* **WORK TO COMPLETE**: Return the material below word for word, keeping every line unchanged but omitting the pictures.
───
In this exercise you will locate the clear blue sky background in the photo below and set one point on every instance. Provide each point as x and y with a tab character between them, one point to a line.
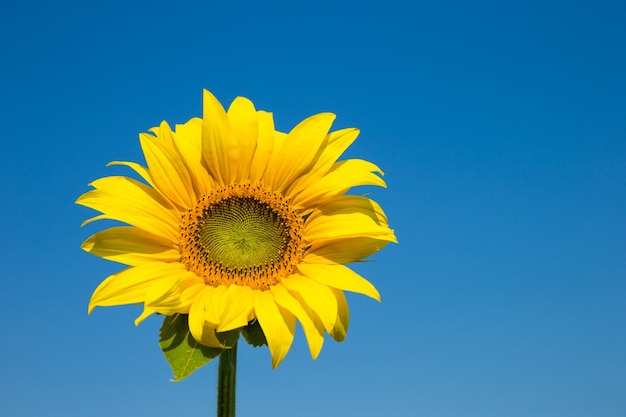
500	125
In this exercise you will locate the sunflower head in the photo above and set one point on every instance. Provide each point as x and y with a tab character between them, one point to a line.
235	223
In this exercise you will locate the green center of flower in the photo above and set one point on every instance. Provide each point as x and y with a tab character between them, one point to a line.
───
* **CORRECT ANSWER**:
In this exercise you will locate the clear blue sky background in the photo below and set one point on every instance. Provide each point as x and y with a tab character between them, one point to a line.
500	125
In this exercise you will locate the sunflower head in the photo above and set one point on every instance. Provide each point as x and y with a tab character between them, one point to a line.
235	223
In this exercise you will locate the green center of flower in the photo above and set one point on every instance. Provide each point as x and y with a tab character between them, one point to a line.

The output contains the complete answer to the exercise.